Required action >>
Restate word for word the lines of the records below, starting at the line that contains "box: [263, 354, 333, 429]" and ending at the line that contains "positive clicks: (282, 368)", with both of those lines included and nothing else.

Records provided >>
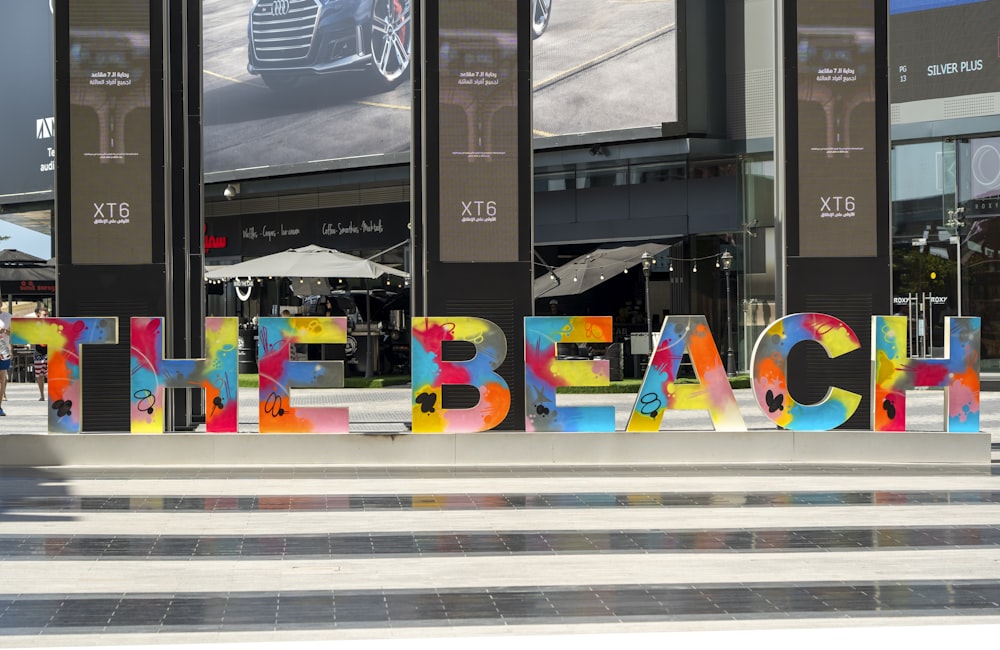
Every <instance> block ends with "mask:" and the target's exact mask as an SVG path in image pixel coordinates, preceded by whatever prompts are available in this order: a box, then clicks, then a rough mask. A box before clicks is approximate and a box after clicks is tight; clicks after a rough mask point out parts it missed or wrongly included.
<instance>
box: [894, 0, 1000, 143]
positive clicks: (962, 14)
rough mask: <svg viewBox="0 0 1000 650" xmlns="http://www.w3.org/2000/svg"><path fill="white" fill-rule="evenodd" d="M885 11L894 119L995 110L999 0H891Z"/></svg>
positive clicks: (994, 111) (997, 99) (922, 121)
mask: <svg viewBox="0 0 1000 650" xmlns="http://www.w3.org/2000/svg"><path fill="white" fill-rule="evenodd" d="M889 11H890V17H889V36H890V39H889V44H890V45H889V65H890V68H889V69H890V71H891V74H890V75H889V79H890V91H891V101H892V104H893V123H894V124H899V123H911V122H924V121H933V120H942V119H949V118H956V117H979V116H984V115H993V114H996V112H997V109H996V101H997V100H998V99H1000V92H998V90H1000V89H998V84H997V79H998V78H1000V37H998V34H1000V32H998V29H997V25H998V24H1000V0H891V2H890V3H889ZM963 100H964V101H963Z"/></svg>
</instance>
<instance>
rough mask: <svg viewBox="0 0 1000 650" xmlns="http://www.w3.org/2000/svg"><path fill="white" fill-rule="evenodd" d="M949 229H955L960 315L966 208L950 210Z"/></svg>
mask: <svg viewBox="0 0 1000 650" xmlns="http://www.w3.org/2000/svg"><path fill="white" fill-rule="evenodd" d="M945 225H946V226H947V227H948V228H949V229H952V228H953V229H954V230H955V236H954V237H952V238H951V243H953V244H955V265H956V269H957V271H958V316H959V317H961V316H962V226H964V225H965V208H955V209H954V210H948V223H947V224H945Z"/></svg>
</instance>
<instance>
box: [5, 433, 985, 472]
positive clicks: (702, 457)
mask: <svg viewBox="0 0 1000 650" xmlns="http://www.w3.org/2000/svg"><path fill="white" fill-rule="evenodd" d="M990 442H991V436H990V434H988V433H973V434H959V433H927V432H907V433H875V432H872V431H822V432H816V431H806V432H801V431H800V432H795V431H784V430H777V431H752V432H721V431H686V432H677V431H661V432H656V433H624V432H616V433H562V434H556V433H514V432H510V433H508V432H489V433H476V434H460V435H455V434H405V435H360V434H345V435H330V434H315V435H302V434H291V435H261V434H231V435H220V434H215V435H213V434H204V433H198V434H187V433H185V434H176V433H175V434H166V435H128V434H83V435H65V434H10V435H0V466H6V467H42V466H45V467H49V466H69V465H74V466H81V465H82V466H168V465H169V466H175V465H176V466H210V465H215V466H246V465H251V466H255V465H327V466H516V465H522V466H523V465H683V464H712V465H718V464H762V465H763V464H811V465H822V464H934V465H984V466H988V465H989V463H990Z"/></svg>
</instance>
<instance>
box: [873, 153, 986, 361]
mask: <svg viewBox="0 0 1000 650" xmlns="http://www.w3.org/2000/svg"><path fill="white" fill-rule="evenodd" d="M892 162H893V172H892V173H893V178H892V181H893V182H892V211H893V302H894V305H893V307H894V310H895V313H897V314H899V315H906V316H908V317H909V319H910V331H909V341H908V343H909V350H910V354H911V355H913V356H932V357H933V356H941V355H942V354H943V353H944V344H945V340H944V339H945V329H944V319H945V317H946V316H956V315H958V314H959V313H961V315H963V316H979V317H981V318H982V319H983V320H982V350H981V355H982V363H981V367H982V368H983V369H984V370H988V369H992V370H997V369H1000V292H998V291H997V289H996V287H997V286H1000V259H998V253H997V251H998V250H1000V221H998V219H1000V138H995V137H992V138H977V139H968V140H957V141H955V140H951V139H947V140H941V141H934V142H921V143H912V144H901V145H897V146H895V147H894V148H893V159H892ZM960 310H961V311H960Z"/></svg>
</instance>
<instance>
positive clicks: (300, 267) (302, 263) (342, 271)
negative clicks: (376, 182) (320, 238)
mask: <svg viewBox="0 0 1000 650" xmlns="http://www.w3.org/2000/svg"><path fill="white" fill-rule="evenodd" d="M383 275H395V276H397V277H406V276H407V273H406V272H405V271H400V270H398V269H394V268H392V267H391V266H386V265H385V264H379V263H378V262H373V261H371V260H366V259H364V258H361V257H355V256H354V255H349V254H347V253H341V252H340V251H338V250H334V249H332V248H324V247H323V246H316V245H315V244H310V245H308V246H303V247H301V248H291V249H289V250H287V251H282V252H280V253H273V254H271V255H265V256H263V257H258V258H256V259H252V260H246V261H245V262H239V263H238V264H230V265H226V266H215V267H213V268H211V269H210V270H208V271H206V273H205V278H206V279H208V280H225V279H229V278H268V277H279V278H281V277H283V278H361V279H374V278H379V277H382V276H383Z"/></svg>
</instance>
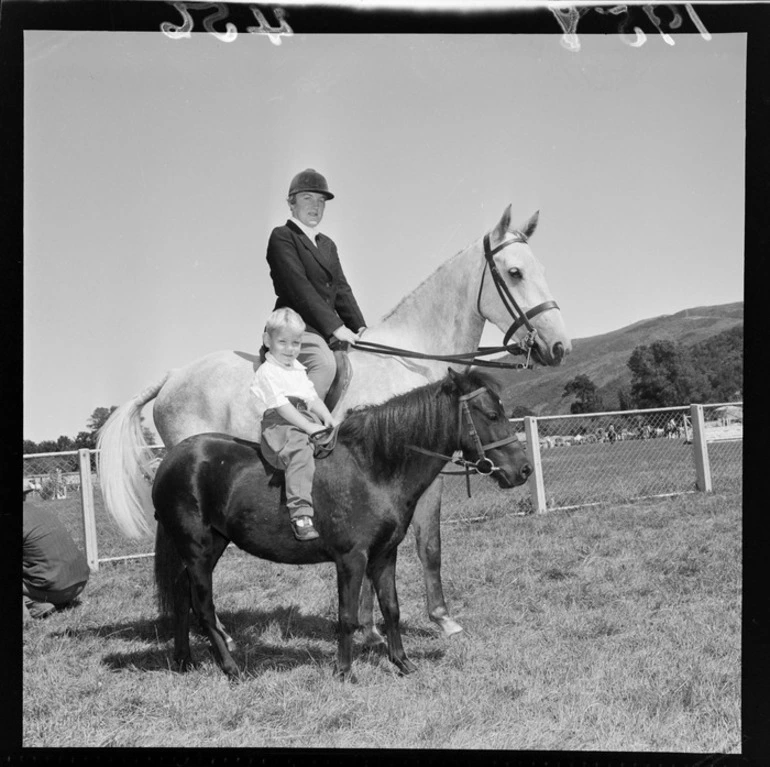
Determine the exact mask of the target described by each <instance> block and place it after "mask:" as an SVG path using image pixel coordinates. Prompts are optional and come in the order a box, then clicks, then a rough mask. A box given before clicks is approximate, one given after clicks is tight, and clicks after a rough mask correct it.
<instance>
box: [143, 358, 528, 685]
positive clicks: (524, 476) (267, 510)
mask: <svg viewBox="0 0 770 767" xmlns="http://www.w3.org/2000/svg"><path fill="white" fill-rule="evenodd" d="M455 450H460V451H462V454H463V455H464V457H465V458H466V459H467V460H469V461H477V460H480V459H484V460H487V461H488V462H489V465H490V466H491V467H492V468H491V470H490V473H491V475H492V476H493V477H494V478H495V479H496V480H497V482H498V484H499V485H500V486H501V487H513V486H515V485H519V484H521V483H523V482H524V481H526V479H527V477H528V476H529V474H530V473H531V471H532V469H531V466H530V465H529V462H528V461H527V457H526V454H525V452H524V450H523V449H522V447H521V446H520V445H519V443H518V441H517V439H516V435H515V432H514V431H513V428H512V427H511V424H510V423H509V422H508V420H507V418H506V417H505V413H504V412H503V408H502V405H501V403H500V399H499V397H498V396H497V394H495V393H493V392H492V391H491V389H490V386H489V383H488V381H487V380H486V379H485V378H484V377H482V376H480V375H479V374H477V373H466V374H464V375H459V374H456V373H453V372H451V371H450V374H449V375H448V376H447V377H446V378H445V379H443V380H442V381H439V382H436V383H432V384H428V385H426V386H423V387H421V388H419V389H415V390H413V391H411V392H408V393H406V394H402V395H399V396H397V397H394V398H393V399H391V400H389V401H388V402H386V403H384V404H382V405H374V406H367V407H362V408H359V409H357V410H354V411H352V412H351V413H350V414H349V415H348V417H347V418H346V419H345V421H344V422H343V423H342V425H341V426H340V429H339V433H338V440H337V445H336V447H335V448H334V450H333V452H332V453H331V455H330V456H329V457H328V458H325V459H324V460H322V461H318V462H317V467H316V475H315V481H314V485H313V504H314V508H315V525H316V528H317V529H318V531H319V533H320V538H318V539H316V540H314V541H309V542H300V541H297V540H296V539H295V538H294V536H293V534H292V531H291V527H290V524H289V519H288V512H287V510H286V507H285V497H284V496H283V494H282V488H281V483H280V481H276V479H277V478H278V477H280V475H276V474H275V472H274V471H273V470H272V469H271V468H270V467H269V466H268V465H267V464H266V463H265V462H264V460H263V459H262V457H261V454H260V453H259V449H258V446H257V445H255V444H254V443H250V442H245V441H244V440H240V439H236V438H233V437H230V436H228V435H226V434H198V435H195V436H193V437H189V438H188V439H186V440H183V441H182V442H180V443H179V444H178V445H176V446H175V447H173V448H172V449H171V450H170V451H169V452H168V454H167V455H166V457H165V458H164V459H163V462H162V463H161V465H160V467H159V469H158V472H157V474H156V477H155V484H154V486H153V503H154V506H155V515H156V518H157V520H158V528H157V534H156V536H157V537H156V547H155V548H156V558H155V579H156V583H157V586H158V598H159V605H160V607H161V611H162V612H173V614H174V617H175V631H174V659H175V661H176V663H177V664H178V666H179V667H180V668H181V669H186V668H189V667H190V666H191V665H192V658H191V655H190V645H189V635H188V634H189V618H190V609H191V608H192V610H193V611H194V612H195V614H196V616H197V617H198V619H199V621H200V624H201V626H202V628H203V629H204V631H205V632H206V633H207V635H208V637H209V639H210V641H211V644H212V647H213V650H214V655H215V657H216V660H217V662H218V663H219V665H220V666H221V667H222V669H223V670H224V671H225V673H227V674H228V675H230V676H233V677H234V676H237V675H238V674H239V671H238V667H237V665H236V664H235V661H234V660H233V658H232V655H231V650H232V649H233V647H234V643H233V641H232V639H231V637H229V636H228V635H227V633H226V632H225V630H224V627H223V626H222V624H221V622H220V621H219V619H218V617H217V615H216V612H215V610H214V603H213V599H212V585H213V584H212V573H213V570H214V567H215V566H216V563H217V561H218V560H219V557H220V556H221V555H222V553H223V552H224V550H225V548H226V547H227V545H228V543H230V542H231V541H232V542H233V543H235V544H236V545H237V546H239V547H240V548H242V549H243V550H244V551H247V552H249V553H250V554H253V555H254V556H257V557H262V558H264V559H269V560H272V561H274V562H286V563H290V564H313V563H319V562H334V563H335V566H336V568H337V583H338V592H339V639H338V648H337V672H338V674H339V675H340V676H342V677H343V678H347V677H351V676H352V674H351V663H352V635H353V632H354V630H355V629H356V628H357V626H358V602H359V596H361V594H362V588H361V587H362V582H363V580H364V578H368V579H370V580H371V583H372V584H373V586H374V589H375V591H376V593H377V598H378V600H379V603H380V609H381V611H382V614H383V618H384V623H385V630H386V637H387V645H388V653H389V657H390V659H391V660H392V661H393V663H395V664H396V666H397V667H398V669H399V670H400V671H401V672H402V673H405V674H406V673H410V672H411V671H414V670H415V666H414V664H413V663H412V662H411V661H410V660H409V659H408V658H407V656H406V654H405V652H404V649H403V645H402V641H401V632H400V629H399V608H398V598H397V596H396V587H395V568H396V553H397V548H398V545H399V544H400V543H401V541H402V540H403V538H404V535H405V534H406V530H407V527H408V525H409V523H410V521H411V519H412V514H413V513H414V508H415V505H416V503H417V500H418V499H419V498H420V496H421V495H422V494H423V493H424V492H425V490H426V489H427V487H428V486H429V485H430V484H431V483H432V482H433V481H434V480H435V479H436V477H437V476H438V474H439V472H440V471H441V469H442V468H443V466H444V465H445V463H446V461H447V456H448V455H451V454H452V452H453V451H455ZM367 592H368V593H369V595H370V598H371V589H364V596H366V594H367Z"/></svg>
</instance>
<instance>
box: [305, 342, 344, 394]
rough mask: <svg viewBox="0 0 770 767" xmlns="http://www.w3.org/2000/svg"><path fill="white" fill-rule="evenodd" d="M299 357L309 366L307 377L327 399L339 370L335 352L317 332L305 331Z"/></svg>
mask: <svg viewBox="0 0 770 767" xmlns="http://www.w3.org/2000/svg"><path fill="white" fill-rule="evenodd" d="M297 359H298V360H299V361H300V362H301V363H302V364H303V365H304V366H305V367H306V368H307V377H308V378H309V379H310V380H311V381H312V382H313V386H315V390H316V393H317V394H318V396H319V397H320V398H321V400H322V401H323V400H325V399H326V395H327V394H328V393H329V389H331V386H332V383H333V382H334V376H335V374H336V372H337V363H336V361H335V359H334V352H333V351H332V350H331V349H330V348H329V345H328V344H327V343H326V341H324V339H323V338H321V336H319V335H318V334H317V333H310V332H309V331H305V332H304V333H303V334H302V350H301V351H300V353H299V356H298V357H297Z"/></svg>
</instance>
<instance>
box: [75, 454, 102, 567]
mask: <svg viewBox="0 0 770 767" xmlns="http://www.w3.org/2000/svg"><path fill="white" fill-rule="evenodd" d="M78 462H79V464H80V500H81V503H82V506H83V530H84V532H85V536H86V559H87V560H88V566H89V567H90V568H91V570H92V572H96V571H97V570H98V569H99V551H98V549H97V543H96V516H95V515H94V488H93V483H92V482H91V451H90V450H86V449H85V448H84V449H82V450H78Z"/></svg>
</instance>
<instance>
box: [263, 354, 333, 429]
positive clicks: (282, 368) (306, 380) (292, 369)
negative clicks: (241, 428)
mask: <svg viewBox="0 0 770 767" xmlns="http://www.w3.org/2000/svg"><path fill="white" fill-rule="evenodd" d="M250 391H251V393H252V394H253V395H254V396H255V398H256V404H257V434H258V436H257V441H259V437H261V436H262V416H264V414H265V411H266V410H269V409H270V408H276V407H280V406H281V405H287V404H289V397H299V398H300V399H302V400H304V401H305V403H306V404H310V403H311V402H313V400H316V399H318V394H317V392H316V390H315V386H313V382H312V381H311V380H310V379H309V378H308V377H307V371H306V370H305V366H304V365H303V364H302V363H301V362H299V361H298V360H294V364H293V365H292V366H291V367H290V368H287V367H284V366H283V365H282V364H281V363H280V362H278V360H277V359H276V358H275V357H274V356H273V355H272V354H271V353H270V352H267V354H266V355H265V361H264V362H263V363H262V364H261V365H260V366H259V367H258V368H257V372H256V373H254V379H253V380H252V382H251V387H250Z"/></svg>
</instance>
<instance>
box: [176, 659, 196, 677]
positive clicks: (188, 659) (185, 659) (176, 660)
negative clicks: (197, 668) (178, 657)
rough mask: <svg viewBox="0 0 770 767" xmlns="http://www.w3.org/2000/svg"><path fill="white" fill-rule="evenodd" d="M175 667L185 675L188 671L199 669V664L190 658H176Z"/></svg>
mask: <svg viewBox="0 0 770 767" xmlns="http://www.w3.org/2000/svg"><path fill="white" fill-rule="evenodd" d="M174 666H175V668H176V670H177V671H178V672H179V673H180V674H184V673H186V672H187V671H192V670H193V669H194V668H197V667H198V664H197V663H196V662H195V661H194V660H193V659H192V658H190V657H189V656H188V657H187V658H175V659H174Z"/></svg>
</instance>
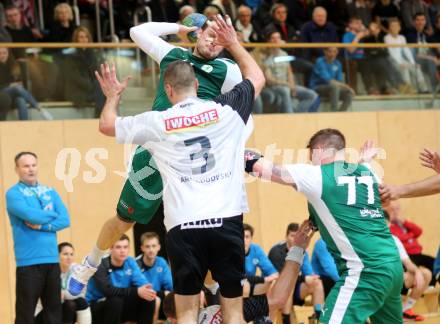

Completed exercise >>
box: [263, 354, 333, 429]
positive clicks: (282, 368) (306, 380) (292, 369)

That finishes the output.